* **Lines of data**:
--- Begin ---

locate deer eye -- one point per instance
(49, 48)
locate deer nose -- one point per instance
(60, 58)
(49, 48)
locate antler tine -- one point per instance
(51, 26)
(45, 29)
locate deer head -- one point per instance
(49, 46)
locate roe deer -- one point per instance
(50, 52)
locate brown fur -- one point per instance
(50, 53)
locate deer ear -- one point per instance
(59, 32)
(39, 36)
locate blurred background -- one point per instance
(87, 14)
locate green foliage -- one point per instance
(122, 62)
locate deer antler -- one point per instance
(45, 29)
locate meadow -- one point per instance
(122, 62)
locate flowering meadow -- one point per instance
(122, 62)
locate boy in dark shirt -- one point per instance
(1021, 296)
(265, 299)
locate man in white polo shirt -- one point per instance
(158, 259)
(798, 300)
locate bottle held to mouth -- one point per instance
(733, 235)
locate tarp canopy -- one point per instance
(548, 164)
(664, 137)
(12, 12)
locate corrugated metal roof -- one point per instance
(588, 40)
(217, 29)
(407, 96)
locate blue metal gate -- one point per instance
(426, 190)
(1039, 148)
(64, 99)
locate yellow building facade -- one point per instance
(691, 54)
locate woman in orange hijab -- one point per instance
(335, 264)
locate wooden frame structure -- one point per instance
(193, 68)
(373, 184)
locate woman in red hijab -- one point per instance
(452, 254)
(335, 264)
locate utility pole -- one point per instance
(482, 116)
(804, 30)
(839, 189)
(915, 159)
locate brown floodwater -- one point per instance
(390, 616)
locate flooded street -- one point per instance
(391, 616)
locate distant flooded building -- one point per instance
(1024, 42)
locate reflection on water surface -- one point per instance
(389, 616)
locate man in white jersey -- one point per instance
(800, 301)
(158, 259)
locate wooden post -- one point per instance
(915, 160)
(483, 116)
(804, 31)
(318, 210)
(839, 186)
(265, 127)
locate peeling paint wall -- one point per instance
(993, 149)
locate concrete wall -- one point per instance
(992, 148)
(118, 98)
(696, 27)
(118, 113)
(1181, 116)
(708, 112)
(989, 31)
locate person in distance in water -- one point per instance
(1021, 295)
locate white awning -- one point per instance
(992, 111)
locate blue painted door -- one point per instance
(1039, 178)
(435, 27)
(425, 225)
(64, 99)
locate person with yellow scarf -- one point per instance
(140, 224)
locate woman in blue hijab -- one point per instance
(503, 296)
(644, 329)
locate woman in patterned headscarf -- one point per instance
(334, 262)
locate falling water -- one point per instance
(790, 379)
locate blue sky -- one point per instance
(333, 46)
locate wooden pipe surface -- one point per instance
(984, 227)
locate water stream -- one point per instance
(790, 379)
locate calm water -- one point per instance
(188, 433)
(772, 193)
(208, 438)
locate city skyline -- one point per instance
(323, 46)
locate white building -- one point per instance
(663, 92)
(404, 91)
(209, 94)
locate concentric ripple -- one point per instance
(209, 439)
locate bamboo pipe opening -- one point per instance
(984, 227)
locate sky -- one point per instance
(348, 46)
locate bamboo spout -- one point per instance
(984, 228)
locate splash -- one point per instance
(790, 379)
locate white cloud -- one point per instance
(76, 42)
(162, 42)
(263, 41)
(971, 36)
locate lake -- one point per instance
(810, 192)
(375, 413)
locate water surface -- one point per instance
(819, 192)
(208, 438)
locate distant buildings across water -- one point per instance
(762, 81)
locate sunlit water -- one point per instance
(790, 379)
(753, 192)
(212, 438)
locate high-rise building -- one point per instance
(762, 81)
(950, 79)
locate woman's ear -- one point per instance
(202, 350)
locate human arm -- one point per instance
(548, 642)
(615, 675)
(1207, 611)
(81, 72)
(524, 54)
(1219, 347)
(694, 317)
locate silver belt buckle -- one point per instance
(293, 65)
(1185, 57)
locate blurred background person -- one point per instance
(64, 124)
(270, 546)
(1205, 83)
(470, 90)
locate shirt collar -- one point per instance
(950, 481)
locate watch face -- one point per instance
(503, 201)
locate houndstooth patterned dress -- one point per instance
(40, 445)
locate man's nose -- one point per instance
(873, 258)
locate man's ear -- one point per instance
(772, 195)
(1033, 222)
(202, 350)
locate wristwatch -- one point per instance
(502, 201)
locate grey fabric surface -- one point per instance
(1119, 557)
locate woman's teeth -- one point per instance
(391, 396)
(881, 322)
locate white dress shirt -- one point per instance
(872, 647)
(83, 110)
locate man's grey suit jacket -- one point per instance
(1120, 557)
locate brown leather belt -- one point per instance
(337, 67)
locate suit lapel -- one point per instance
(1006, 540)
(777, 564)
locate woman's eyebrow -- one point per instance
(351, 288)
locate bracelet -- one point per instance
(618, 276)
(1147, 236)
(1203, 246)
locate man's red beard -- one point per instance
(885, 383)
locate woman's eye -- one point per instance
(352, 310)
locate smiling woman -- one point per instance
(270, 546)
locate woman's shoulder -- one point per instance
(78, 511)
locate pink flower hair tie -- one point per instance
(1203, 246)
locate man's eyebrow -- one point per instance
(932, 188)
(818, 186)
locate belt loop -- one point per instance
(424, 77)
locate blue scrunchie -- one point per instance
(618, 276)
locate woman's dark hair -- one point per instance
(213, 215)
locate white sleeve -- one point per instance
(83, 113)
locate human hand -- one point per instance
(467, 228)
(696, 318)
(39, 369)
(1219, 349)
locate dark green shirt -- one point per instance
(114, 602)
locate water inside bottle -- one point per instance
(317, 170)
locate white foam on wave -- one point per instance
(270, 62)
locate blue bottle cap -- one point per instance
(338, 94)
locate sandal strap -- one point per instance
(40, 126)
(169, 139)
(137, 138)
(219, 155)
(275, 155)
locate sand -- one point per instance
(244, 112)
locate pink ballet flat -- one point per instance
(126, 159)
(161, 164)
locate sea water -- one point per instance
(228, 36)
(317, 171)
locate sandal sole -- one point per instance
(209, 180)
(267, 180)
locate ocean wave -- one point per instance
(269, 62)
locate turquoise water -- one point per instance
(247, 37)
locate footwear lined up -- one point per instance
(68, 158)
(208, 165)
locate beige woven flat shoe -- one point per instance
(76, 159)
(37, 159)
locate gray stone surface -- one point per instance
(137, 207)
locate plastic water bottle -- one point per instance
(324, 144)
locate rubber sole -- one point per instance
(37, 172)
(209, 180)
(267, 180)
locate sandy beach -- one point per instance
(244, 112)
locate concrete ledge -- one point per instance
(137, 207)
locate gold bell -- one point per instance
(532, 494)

--- End ---

Everything from the line that contains "locate man's grey" through the end of the records must be duplicated exactly, and nothing outside that range.

locate man's grey suit jacket -- one point per instance
(1120, 557)
locate brown leather belt -- one point per instance
(337, 67)
locate suit lapel -- one point per instance
(1006, 540)
(777, 564)
locate woman's eyebrow -- one point per instance
(351, 288)
locate bracelet -- one point per instance
(618, 276)
(1147, 236)
(1203, 246)
locate man's red beard -- one point per instance
(885, 383)
locate woman's eye -- one point per instance
(352, 310)
locate smiling woman -- one point per instance
(270, 546)
locate woman's shoulder -- one point per instance
(78, 511)
locate pink flower hair tie -- one point per instance
(1203, 246)
locate man's eyebrow -- one point per instance
(932, 188)
(818, 186)
locate belt loop -- one point per instance
(424, 77)
locate blue scrunchie -- one point per instance
(618, 276)
locate woman's dark hair -- one point per instance
(213, 215)
locate white sleeve -- one point per instance
(83, 113)
locate human hand -- one point per instance
(467, 228)
(696, 318)
(39, 369)
(1219, 349)
locate dark green shirt -- one point per instance
(114, 602)
locate water inside bottle -- one point per instance
(317, 170)
locate white foam on wave -- one point per instance
(270, 62)
locate blue bottle cap -- one point per instance
(338, 94)
locate sandal strap -- one point per instance
(40, 126)
(169, 139)
(137, 138)
(219, 155)
(275, 155)
locate sand -- one point per instance
(244, 112)
locate pink ballet flat -- one point per instance
(126, 159)
(161, 164)
locate sea water -- one point per instance
(228, 36)
(317, 171)
locate sandal sole -- one point per instance
(209, 180)
(267, 180)
locate ocean wave -- one point per instance
(269, 62)
locate turquoise water -- one point per instance
(247, 37)
locate footwear lined up -- one point per instance
(68, 158)
(208, 165)
locate beige woven flat shoe -- one point per instance
(76, 159)
(37, 159)
locate gray stone surface -- one point per instance
(137, 207)
locate plastic water bottle -- one point per instance
(324, 144)
locate rubber sole -- one point per instance
(37, 172)
(209, 180)
(267, 180)
locate sandy beach -- one point per instance
(244, 112)
locate concrete ledge -- one point per instance
(137, 207)
locate gold bell -- one point per instance
(532, 494)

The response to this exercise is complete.